It took us about 2 hours to get to Kyoto by train. The station was only a quick subway ride away from the main area where the Cross Hotel was located. Our hotel was situated right in the main shopping district and only a few blocks from the Gion district. We were not able to fully check in so we dropped off our bags and took off to explore the shopping area.
There were two main streets parallel to one another that were lined with shops and restaurants. The streets were pretty packed but we made our way around. I found a cute skirt at a boutique and my sister found a few items at a thrift store. We were getting pretty peckish but, with our impending late-night food tour in a few hours, we opted for something a little lighter. We found a fried chicken place and had that with some pork and gyoza.
After lunch, we checked into our hotel. It was so luxurious and our rooms were much bigger than our other hotels. My sister and I decided to continue exploring the shops for another hour before we met up with everyone for a drink. There are not a lot of wine / sports / regular bars or just places to just have a drink in Japan. Even our hotel’s bar closed around 3 PM and didn’t open back up until 6 PM for dinner service. We were lucky to find this “Liquor Museum” right around the corner. It was a small bar with tons of old, cool looking alcohol bottles. When we walked in, one of the patrons looked at me surprised and told me, jokingly, that I did not look old enough to drink! I will take that as a complement!
We had a few gin and tonics before it was time to walk to a designated subway station exit by the Gion district to meet our guide, Mardi, for our night food tour. Mardi was actually from the Dallas area and extended her year long study abroad into 5+ years in Kyoto! She started the tour talking about how the Gion area was for entertaining and had us try some delicious rice cakes with a soy glaze as she talked about the Kabuki theater across the street.
We kept walking up the main road until we got to the Yasaka-Jinja Shrine Nishiromon Gate. The main hall is over 360 years old! Interestingly enough, Mardi told us a myth about a god who had 3 children. The first two, the goddess of the sun and god of thunder, were born from the god’s tears. The third and more meddlesome child was shot out of the god’s nose as a booger! No wonder that god felt he drew the short stick in life! Such a funny story.

■ **Dataset section**
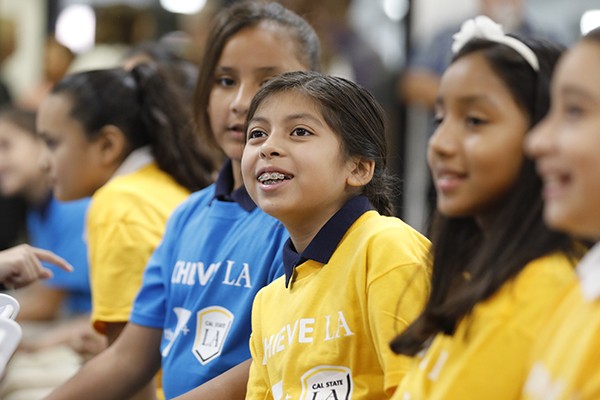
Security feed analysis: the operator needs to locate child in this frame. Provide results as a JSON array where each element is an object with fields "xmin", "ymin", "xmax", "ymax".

■ **Given instruction**
Can you continue the Kyoto trip account from its last sentence? The data isn't needed for this.

■ **Answer below**
We rang the bells of the shine for luck and to make a wish and then continued on through the grounds to a massive cherry tree almost in full blossom. It was beautiful in the evening light and there were a bunch of 20-something year olds picnicking around it and enjoying the evening.
We left the Shrine grounds and continued through the narrow streets of Gion. In earlier parts of our trip, especially in Tokyo, we kept seeing these weird posters of very feminine looking men. Mardi explained and pointed out these high rises with floors and floors of for mainly men, but also women, where hostesses worked and served drinks. There is not supposed to be anything sexual going on at these clubs, more like the hostesses incessantly complement and listen to all of the woes of the patrons. The hostesses also make themselves look nothing like their patron’s spouses in real life, thus the male hostesses look super feminine and made up and the females wear prom-fancy level dresses with full hair and makeup. The patrons do not tip the hostesses in cash, but they do buy them very expensive luxury goods, so there are tons of thriving pawn shops close to the clubs filled with designer shoes, bags, and clothes that the hostesses sell for cash and the patrons buy to give away. Such a strange and unique way of doing things. Apparently this is the equivalent to doing business on golf courses in the US.
We continued to wind down the narrow passages and Mardi also explained that every house / restaurant has to have a bucket of water out front incase of fire. Considering many of the houses had paper walls, I don’t think those small buckets would help too much but it doesn’t hut to be prepared?
Eventually, we got back to the main area and walked to our first, tiny restaurant on the river side for tapas! We were the only people in the restaurant and we tried a whole bunch of seasonally delicious dishes and drank some beer.
After we had our fill, Mardi took us to more of a bar styled restaurant for tempura fries, fried chicken, and sashimi, again all totally delicious.
We were stuffed by the end of dinner and thanked Mardi for such a great welcome to Kyoto. Even though we were so full, we somehow found room for ice cream filled crepes before heading back to the hotel for some much needed sleep.